■ **Document passage**:

☆ ☆ ☆

The clothes convey the personality of the person who wore them, their own story.
A participatory fashion that lives and feeds on experiences, that develops a response to intimate and personal needs, a fashion made to measure, a word that is inclusive because it adapts, to a body, to a role, to a moment, to a place.
We want a fashion that does not imply overproduction but is grounded in eco-design, in upcycling, in conveying skills, through emotions told by poetic images that inspire one to look with other eyes.
Materials and stories overlap creating a path that starts from the hands of the craftsman, the artist. From the heart and mind, we weave the value of memory, roots, and knowledge through every stitch, every texture, and every thread.
In ancient things, one finds an infinity of stories.
The telling and transmission of these stories is a celebration of the past but also a benefit for the future so that they are not lost, remain alive, and we continue to recall these moments through memory.
Memory is our identity.
From the hidden lessons you encounter in the stories of people who have a long journey behind them, and which are illuminated in the hope that these will be passed on
To save memories from oblivion.
So far we have involved people of all ages and social classes. Our idea is to create a collective space that can be of exchange, discussion, a locally active space, and a safe space of deep transformation by first listening to ourselves, others, and the planet.
During the research for our project, we realized that many people who became enthusiastic while participating were older people.
Bringing older people closer to younger people through what their memories can bring.
The excitement that comes from reliving past stories.
Through the telling of personal experiences, we arrive at the transmission and creation of a collective story that serves to overcome the barriers of apparent cultural differences.
Right now we are two partners, one in Italy and one in Spain, and then at the European level, we acted by looking for materials in Spain and Italy.
We involved ordinary people as well as vintage and antique store owners.
Through researching antique textile pieces and collecting stories belonging to the life of the textile piece and the "characters" it had belonged to with photo documentation and various video interviews.
The innovative capacity of our partnership is to be two complementary partners that fuse the hands of sartorial knowledge with the eye of documentary vision and storytelling.
Essential to the functioning of the project is the figure of the user who will be involved in the journey that passes through the re-connection with the past as well as will be involved in the creative process of eventual transformation.
Key figures are also the craftsmen who are the driving force behind the production of quality pieces.
In the search for textiles, unless they are a family heirloom, the suppliers play a very important role because they are passionate about preserving and caring for antique pieces.
We believe that institutions are very important for our project because we hope that the suggestions and inspirations coming from the actors of sustainable fashion will prepare laws that help the implementation of measures for the preservation of the environment, social protection for people who need it, and rewarding
companies that seriously apply the philosophy of well-being in their way of working.
Collaboration is the basis for the success of the project, the involvement of local craftsmen, as well as antique shops, artists, and other collaborators as well as the enhancement of the location and the surroundings.

☆ ☆ ☆

■ **The exercise**: Rewrite the project description from "Essential to the" to "of quality pieces.", renaming "user" as "participant".

☆ ☆ ☆

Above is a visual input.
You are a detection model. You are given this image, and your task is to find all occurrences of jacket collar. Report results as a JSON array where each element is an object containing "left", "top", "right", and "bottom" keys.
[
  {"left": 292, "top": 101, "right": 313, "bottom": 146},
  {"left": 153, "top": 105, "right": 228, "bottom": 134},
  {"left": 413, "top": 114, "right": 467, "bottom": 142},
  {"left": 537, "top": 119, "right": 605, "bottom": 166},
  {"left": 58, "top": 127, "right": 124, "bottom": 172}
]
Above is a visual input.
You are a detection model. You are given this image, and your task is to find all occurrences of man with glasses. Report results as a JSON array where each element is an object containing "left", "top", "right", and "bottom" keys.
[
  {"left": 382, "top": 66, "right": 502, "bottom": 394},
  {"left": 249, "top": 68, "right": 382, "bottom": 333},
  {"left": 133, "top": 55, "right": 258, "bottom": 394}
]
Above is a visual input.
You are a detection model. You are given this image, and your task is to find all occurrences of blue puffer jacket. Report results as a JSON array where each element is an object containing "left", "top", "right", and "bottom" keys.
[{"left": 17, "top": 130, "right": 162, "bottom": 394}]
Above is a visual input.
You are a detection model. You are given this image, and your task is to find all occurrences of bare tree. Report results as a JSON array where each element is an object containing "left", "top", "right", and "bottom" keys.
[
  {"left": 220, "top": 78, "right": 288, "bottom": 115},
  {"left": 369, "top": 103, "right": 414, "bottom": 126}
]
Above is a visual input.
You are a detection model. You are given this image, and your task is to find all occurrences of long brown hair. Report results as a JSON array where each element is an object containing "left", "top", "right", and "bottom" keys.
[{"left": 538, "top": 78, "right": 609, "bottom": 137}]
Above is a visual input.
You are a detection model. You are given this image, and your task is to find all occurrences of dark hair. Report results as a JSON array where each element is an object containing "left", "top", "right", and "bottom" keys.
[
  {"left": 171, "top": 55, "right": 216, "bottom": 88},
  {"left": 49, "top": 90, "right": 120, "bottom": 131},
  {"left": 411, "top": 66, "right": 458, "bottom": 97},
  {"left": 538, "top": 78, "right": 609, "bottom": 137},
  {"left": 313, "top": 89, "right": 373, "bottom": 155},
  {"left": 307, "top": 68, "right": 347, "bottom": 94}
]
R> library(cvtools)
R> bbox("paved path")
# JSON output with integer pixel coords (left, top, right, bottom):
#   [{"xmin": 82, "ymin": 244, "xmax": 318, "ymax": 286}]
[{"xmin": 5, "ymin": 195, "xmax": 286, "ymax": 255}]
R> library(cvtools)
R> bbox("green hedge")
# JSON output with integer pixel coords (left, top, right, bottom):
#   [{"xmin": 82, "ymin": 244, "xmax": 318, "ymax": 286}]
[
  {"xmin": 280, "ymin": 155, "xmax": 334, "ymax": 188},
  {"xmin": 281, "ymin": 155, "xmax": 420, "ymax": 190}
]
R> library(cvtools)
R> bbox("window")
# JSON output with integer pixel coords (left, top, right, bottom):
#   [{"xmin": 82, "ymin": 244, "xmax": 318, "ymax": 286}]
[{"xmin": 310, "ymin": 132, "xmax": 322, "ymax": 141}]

☆ ☆ ☆

■ **Written response**:
Essential to the functioning of the project is the figure of the participant who will be involved in the journey that passes through the re-connection with the past as well as will be involved in the creative process of eventual transformation.
Key figures are also the craftsmen who are the driving force behind the production of quality pieces.